## begin
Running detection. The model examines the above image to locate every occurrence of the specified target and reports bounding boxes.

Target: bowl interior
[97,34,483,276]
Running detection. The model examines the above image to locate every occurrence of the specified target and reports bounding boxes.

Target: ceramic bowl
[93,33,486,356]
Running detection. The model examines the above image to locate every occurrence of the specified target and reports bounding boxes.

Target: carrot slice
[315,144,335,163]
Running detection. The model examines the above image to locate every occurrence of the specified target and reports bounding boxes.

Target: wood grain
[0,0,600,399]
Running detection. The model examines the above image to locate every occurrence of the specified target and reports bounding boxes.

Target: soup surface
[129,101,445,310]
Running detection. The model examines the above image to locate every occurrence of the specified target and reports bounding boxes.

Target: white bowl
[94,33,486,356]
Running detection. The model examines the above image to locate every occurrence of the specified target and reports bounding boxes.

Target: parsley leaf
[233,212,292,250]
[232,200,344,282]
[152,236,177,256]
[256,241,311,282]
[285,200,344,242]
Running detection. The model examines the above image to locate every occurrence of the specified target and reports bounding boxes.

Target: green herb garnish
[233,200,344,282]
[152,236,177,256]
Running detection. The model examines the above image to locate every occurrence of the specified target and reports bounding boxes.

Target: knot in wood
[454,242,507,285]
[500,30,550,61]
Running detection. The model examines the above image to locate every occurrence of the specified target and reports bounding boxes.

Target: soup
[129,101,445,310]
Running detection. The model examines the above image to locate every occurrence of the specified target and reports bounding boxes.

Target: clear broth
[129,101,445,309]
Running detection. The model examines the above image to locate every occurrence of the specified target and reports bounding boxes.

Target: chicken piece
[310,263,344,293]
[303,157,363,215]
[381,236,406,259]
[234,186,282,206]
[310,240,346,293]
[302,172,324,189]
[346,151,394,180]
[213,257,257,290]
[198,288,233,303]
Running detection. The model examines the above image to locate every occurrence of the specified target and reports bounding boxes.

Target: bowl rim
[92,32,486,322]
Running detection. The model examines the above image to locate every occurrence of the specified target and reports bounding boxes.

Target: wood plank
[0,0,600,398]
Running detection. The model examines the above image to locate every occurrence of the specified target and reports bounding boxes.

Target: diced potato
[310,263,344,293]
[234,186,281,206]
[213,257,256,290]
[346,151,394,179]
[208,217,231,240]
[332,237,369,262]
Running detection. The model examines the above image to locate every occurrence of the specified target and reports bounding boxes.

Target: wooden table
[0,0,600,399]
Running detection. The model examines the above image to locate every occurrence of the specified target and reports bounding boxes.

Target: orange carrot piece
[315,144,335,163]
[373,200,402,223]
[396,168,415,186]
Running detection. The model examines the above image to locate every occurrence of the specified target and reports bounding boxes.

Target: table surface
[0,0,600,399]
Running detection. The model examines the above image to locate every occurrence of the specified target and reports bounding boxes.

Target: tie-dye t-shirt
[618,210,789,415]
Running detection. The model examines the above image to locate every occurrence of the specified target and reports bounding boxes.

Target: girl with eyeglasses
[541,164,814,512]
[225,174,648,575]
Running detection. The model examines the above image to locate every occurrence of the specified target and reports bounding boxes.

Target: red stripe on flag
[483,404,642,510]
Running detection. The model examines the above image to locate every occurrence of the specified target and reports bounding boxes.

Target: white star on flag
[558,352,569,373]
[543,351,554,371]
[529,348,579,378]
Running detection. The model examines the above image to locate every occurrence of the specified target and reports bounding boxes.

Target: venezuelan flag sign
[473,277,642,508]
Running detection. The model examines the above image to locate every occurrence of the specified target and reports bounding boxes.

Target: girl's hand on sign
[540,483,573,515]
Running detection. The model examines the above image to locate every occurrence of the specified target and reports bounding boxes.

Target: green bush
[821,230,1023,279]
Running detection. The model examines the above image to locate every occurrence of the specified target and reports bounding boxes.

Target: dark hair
## end
• [The exercise] Count the lines in the records that contain the word "green", matching case exactly. Reply with the number only.

• [Expected answer] 2